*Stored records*

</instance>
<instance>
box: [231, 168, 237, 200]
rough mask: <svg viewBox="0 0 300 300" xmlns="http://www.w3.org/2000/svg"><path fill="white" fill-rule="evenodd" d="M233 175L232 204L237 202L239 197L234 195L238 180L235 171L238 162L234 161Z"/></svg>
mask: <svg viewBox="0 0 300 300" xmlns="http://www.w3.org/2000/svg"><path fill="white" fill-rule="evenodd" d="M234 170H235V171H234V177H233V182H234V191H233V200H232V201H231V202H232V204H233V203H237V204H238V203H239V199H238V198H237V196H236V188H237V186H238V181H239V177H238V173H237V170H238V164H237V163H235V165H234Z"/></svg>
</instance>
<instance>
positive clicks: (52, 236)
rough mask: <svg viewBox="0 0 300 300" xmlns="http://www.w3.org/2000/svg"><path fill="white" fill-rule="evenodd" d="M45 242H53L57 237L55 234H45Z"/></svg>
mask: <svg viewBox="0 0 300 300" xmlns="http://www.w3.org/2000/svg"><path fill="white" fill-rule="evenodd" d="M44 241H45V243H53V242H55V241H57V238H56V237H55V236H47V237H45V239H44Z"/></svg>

*What to produce*
All records should be returned verbatim, none left out.

*Result*
</instance>
<instance>
box: [231, 168, 237, 200]
rough mask: <svg viewBox="0 0 300 300" xmlns="http://www.w3.org/2000/svg"><path fill="white" fill-rule="evenodd" d="M233 175L232 204L237 202L239 197L234 195L238 180L235 171L238 162L234 161Z"/></svg>
mask: <svg viewBox="0 0 300 300" xmlns="http://www.w3.org/2000/svg"><path fill="white" fill-rule="evenodd" d="M234 170H235V171H234V177H233V182H234V191H233V200H232V201H231V202H232V204H233V203H237V204H238V203H239V199H238V198H237V196H236V188H237V186H238V181H239V177H238V173H237V170H238V164H237V163H235V165H234Z"/></svg>
</instance>
<instance>
positive clicks: (52, 236)
rough mask: <svg viewBox="0 0 300 300" xmlns="http://www.w3.org/2000/svg"><path fill="white" fill-rule="evenodd" d="M45 242H53L57 237L55 234H45Z"/></svg>
mask: <svg viewBox="0 0 300 300" xmlns="http://www.w3.org/2000/svg"><path fill="white" fill-rule="evenodd" d="M44 241H45V243H53V242H55V241H57V238H56V237H55V236H47V237H45V239H44Z"/></svg>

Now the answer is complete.